Write out, character for character, the line containing "Confirm that each instance of the beige" and all lines after it up to the end of the listing.
■ ■ ■ ■
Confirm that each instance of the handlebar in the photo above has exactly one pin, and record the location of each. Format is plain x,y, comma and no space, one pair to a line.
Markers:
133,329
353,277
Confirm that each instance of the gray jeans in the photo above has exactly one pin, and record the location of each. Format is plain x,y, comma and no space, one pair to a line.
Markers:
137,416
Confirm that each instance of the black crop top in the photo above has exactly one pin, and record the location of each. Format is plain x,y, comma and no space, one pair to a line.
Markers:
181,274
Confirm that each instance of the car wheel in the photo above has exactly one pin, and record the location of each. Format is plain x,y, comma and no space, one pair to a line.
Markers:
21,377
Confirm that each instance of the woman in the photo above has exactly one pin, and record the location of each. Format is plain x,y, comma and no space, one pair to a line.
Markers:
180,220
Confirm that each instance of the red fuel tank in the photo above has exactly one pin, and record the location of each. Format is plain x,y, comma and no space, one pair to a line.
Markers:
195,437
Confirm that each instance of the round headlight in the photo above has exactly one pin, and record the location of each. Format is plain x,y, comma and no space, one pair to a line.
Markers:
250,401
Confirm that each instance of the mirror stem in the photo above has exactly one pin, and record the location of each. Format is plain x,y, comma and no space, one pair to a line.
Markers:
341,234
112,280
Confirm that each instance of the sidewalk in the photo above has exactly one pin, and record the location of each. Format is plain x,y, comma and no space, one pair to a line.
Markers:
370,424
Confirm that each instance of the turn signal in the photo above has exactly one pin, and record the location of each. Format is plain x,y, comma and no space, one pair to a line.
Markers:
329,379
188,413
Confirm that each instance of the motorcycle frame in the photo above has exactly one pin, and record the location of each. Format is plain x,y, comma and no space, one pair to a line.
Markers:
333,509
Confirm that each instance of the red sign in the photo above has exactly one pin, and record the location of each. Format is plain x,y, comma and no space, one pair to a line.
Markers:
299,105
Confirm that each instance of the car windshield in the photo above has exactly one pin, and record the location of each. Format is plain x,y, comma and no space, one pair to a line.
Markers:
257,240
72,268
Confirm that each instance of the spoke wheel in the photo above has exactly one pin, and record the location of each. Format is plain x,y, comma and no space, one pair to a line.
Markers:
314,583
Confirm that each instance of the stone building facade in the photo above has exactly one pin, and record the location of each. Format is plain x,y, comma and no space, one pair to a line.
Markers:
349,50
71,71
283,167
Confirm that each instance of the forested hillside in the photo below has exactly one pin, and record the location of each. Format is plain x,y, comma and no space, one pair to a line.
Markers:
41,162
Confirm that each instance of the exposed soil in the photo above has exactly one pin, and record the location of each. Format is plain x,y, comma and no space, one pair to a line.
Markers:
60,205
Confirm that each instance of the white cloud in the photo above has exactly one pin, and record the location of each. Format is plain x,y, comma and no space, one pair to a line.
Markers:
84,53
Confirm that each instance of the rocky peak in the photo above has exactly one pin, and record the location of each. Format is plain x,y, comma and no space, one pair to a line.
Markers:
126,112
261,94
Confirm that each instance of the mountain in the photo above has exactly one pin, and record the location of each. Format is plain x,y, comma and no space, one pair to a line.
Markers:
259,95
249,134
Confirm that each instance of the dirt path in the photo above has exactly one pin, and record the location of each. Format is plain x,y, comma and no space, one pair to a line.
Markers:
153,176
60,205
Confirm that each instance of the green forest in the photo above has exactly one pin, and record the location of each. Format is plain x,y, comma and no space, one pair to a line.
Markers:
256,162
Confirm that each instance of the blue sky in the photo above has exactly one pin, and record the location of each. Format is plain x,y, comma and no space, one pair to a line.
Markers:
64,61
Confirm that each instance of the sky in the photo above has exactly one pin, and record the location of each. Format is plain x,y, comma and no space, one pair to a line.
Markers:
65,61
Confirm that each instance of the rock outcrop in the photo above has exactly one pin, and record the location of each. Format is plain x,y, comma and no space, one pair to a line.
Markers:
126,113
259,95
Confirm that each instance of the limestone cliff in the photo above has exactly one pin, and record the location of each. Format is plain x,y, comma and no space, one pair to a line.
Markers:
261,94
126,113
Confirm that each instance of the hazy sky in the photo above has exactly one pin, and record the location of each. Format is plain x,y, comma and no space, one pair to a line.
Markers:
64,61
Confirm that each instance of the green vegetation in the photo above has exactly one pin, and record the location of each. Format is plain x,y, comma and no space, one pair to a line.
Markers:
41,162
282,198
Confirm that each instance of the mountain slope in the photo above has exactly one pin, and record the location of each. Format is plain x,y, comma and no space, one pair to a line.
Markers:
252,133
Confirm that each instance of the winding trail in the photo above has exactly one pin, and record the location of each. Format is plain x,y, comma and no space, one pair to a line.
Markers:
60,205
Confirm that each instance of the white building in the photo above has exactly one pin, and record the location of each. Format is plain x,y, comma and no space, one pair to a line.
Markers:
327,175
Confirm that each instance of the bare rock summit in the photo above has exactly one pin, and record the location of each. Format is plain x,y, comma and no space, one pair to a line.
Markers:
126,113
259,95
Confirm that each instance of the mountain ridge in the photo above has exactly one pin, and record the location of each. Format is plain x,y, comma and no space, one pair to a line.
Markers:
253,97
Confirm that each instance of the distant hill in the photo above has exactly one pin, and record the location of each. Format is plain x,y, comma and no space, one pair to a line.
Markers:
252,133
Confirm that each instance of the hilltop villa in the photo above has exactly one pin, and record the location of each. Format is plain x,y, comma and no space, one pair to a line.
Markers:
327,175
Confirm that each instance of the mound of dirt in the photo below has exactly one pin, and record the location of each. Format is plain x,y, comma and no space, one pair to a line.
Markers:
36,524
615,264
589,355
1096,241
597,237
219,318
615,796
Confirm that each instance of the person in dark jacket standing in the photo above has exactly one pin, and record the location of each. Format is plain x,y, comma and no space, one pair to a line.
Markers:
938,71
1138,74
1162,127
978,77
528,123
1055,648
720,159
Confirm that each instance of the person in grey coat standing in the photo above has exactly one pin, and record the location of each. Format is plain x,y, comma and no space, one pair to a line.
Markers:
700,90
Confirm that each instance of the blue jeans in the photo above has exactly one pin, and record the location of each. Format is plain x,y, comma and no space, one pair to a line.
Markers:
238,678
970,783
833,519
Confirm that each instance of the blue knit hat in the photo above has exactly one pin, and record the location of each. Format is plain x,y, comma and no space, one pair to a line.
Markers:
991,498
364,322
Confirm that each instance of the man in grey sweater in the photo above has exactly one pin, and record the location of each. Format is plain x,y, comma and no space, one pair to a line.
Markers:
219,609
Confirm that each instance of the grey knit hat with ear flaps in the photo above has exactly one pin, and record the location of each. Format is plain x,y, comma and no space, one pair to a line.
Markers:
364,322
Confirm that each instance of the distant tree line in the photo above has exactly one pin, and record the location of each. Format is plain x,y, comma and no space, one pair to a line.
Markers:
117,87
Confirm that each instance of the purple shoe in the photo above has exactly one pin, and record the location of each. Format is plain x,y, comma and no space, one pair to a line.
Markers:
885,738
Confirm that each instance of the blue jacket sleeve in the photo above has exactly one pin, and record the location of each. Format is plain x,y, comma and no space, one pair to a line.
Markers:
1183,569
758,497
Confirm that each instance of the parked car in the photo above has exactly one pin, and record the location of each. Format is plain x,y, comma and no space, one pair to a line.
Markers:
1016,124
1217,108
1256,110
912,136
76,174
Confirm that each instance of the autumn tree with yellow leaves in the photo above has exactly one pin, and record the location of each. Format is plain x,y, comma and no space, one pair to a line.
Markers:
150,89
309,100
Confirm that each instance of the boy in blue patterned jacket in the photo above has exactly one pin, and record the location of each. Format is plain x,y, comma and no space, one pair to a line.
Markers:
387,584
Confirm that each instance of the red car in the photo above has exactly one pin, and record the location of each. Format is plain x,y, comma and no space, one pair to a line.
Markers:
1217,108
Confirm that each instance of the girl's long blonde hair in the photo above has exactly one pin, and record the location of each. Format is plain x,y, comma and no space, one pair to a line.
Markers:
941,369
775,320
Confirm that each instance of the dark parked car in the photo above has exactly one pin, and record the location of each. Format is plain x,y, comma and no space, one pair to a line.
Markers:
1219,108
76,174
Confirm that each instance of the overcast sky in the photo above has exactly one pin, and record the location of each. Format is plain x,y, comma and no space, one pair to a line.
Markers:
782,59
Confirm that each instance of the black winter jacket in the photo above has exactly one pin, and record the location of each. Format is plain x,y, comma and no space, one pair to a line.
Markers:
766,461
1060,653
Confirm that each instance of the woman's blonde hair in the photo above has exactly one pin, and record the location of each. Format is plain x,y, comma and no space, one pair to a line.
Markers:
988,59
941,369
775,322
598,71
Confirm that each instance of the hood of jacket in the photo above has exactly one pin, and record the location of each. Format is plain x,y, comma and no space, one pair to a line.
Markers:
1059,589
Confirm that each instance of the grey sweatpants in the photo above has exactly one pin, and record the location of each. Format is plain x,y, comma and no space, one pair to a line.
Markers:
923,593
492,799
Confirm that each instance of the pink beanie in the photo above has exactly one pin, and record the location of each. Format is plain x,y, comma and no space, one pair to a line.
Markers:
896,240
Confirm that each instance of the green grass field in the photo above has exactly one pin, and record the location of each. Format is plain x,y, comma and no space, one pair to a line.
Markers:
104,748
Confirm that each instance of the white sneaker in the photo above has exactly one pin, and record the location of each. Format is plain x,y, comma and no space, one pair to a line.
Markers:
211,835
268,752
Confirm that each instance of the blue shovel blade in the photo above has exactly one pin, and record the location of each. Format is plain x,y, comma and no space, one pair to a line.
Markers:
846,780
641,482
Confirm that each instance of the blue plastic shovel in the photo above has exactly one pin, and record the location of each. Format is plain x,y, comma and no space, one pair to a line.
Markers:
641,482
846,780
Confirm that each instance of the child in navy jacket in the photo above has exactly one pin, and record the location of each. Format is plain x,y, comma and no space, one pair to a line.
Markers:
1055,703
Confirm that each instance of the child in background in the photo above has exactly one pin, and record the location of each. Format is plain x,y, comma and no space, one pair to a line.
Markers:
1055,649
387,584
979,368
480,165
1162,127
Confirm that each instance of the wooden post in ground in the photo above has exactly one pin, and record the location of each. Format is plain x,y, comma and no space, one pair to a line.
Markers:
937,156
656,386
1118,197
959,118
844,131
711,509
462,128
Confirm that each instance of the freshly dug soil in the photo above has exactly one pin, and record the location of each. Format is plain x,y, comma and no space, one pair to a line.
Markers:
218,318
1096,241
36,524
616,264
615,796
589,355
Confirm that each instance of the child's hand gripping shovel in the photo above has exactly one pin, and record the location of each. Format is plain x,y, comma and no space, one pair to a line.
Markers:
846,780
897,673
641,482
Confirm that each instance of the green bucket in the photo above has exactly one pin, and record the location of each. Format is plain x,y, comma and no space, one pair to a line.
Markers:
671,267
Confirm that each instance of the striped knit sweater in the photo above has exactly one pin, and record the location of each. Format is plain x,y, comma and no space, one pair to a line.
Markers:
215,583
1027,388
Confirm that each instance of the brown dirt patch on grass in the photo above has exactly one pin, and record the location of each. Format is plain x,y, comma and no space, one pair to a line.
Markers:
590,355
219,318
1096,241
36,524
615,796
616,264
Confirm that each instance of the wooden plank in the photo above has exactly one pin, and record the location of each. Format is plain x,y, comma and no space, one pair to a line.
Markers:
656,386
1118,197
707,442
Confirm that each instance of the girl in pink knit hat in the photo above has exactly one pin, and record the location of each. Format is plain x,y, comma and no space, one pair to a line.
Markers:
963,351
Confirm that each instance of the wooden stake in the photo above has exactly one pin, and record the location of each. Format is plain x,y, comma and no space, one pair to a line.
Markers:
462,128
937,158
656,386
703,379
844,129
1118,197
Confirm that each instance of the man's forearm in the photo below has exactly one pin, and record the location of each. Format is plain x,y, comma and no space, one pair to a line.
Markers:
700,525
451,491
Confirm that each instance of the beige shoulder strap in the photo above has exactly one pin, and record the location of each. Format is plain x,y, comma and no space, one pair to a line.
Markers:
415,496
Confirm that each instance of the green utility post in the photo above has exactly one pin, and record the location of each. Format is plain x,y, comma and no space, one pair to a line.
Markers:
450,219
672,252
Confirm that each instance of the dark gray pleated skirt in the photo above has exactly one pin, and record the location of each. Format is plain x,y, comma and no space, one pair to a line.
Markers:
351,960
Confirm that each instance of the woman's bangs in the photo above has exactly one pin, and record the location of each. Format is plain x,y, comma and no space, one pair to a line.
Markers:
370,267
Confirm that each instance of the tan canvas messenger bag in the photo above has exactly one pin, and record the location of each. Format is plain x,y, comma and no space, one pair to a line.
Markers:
■ ■ ■ ■
EXERCISE RESULT:
Confirm that each instance of the beige shoulder strap in the photo above has exactly one pin, and record the location of each. Format is plain x,y, comma and no space, one pair to a line.
Markers:
415,496
Confirm that each instance of the green utility post in the photo above has exactly one pin, and record the location of each. Format is plain x,y, comma and no space, one pair to a line.
Markers:
450,219
672,252
Confirm that each instance of the dark gray pleated skirt in the photo above has exactly one pin, and record the location of each. Format is plain x,y, comma and no space, one pair to a line.
Markers:
351,960
Confirm that each instance of the woman's bangs in the photo above has exactly one pin, and record the location of each. Format is plain x,y, comma and no space, one pair to a line.
Markers:
370,267
Confirm that each instance of the tan canvas messenger bag in the photo above has exactly one pin, and record the location of each. Format is plain x,y, comma and no space, one pair to a line.
Markers:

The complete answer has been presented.